* start *
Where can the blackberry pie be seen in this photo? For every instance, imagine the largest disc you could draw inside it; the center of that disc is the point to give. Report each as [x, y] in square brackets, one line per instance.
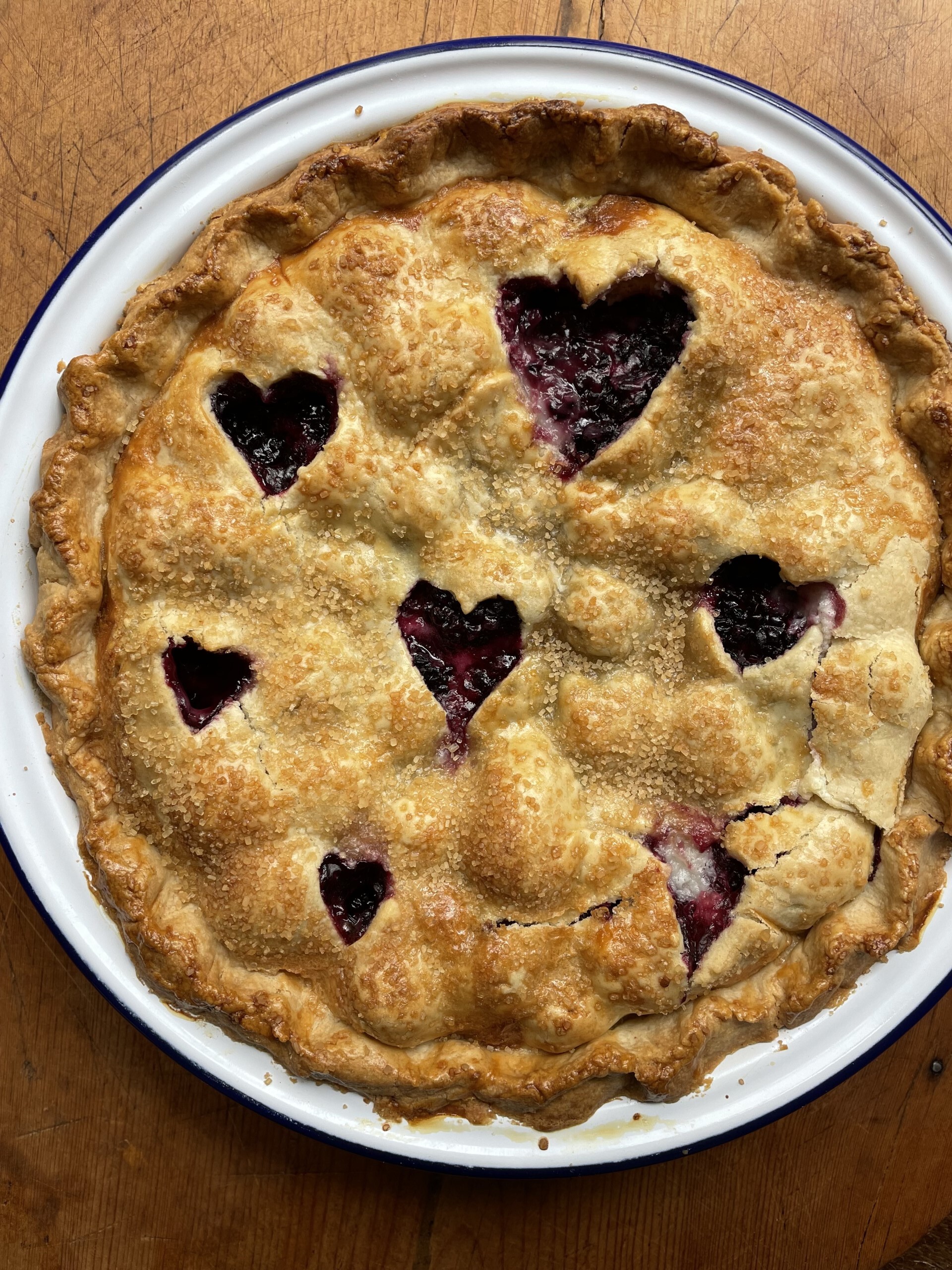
[492, 611]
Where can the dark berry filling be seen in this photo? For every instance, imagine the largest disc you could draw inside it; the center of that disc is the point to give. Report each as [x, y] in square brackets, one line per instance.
[205, 681]
[588, 371]
[461, 657]
[878, 854]
[760, 616]
[277, 430]
[352, 892]
[705, 882]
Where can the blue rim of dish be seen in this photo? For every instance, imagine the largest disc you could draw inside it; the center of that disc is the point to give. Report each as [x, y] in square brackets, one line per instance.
[397, 1157]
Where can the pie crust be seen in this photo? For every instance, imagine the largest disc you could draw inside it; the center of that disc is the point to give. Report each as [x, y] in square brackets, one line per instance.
[524, 952]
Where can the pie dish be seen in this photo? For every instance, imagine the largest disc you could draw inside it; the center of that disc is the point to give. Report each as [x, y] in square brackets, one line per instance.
[466, 733]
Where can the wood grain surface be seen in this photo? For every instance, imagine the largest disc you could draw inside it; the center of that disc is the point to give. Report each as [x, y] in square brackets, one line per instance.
[115, 1159]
* end *
> PROBLEM TO WORK ON:
Please return the records above line for line and word for word, leaving out the pictures.

> COMPLETE RESPONSE:
Where can the blackberry pie be seen in this photo? For every instance, imagine the largest disc you could draw inside it; the center of that disc is the point to give. Report each as [x, y] in square brackets, one line per instance.
[492, 611]
Where can the dark berry filling be seen in this photo? For every instance, imagine the largest disc you could draw inside it; the center of that disc is the point to give. Report each as [x, y] in square brackets, one line per instance.
[205, 681]
[588, 371]
[461, 657]
[878, 854]
[760, 616]
[277, 430]
[352, 892]
[705, 882]
Where can the blue rim of dish be seen in this photo? For every instance, imagine the largest disc you could draw inside it; the center of that disc is the point to give. Report each as [x, y] in square brackets, one line per instance.
[397, 1157]
Where can the pie crust be seen in this photo? For every instance, imagine the largest disc you could draw inside it; the center of that disc is the point to give. Report each as [x, y] in square brackets, one line per instance.
[524, 952]
Where can the pie dish be seen in this photo? For every instance, imagine the largest disc you could draw inside it; the center of that disc is the point to give. Report each as [x, y] in square brackets, one line per instance.
[466, 733]
Where can the wood grain surface be seen in this photo? For every instance, imagine the largest disc you could draw inside it; the center of that disc is the point to give. Report each as [x, y] in square brackets, one line per instance.
[115, 1159]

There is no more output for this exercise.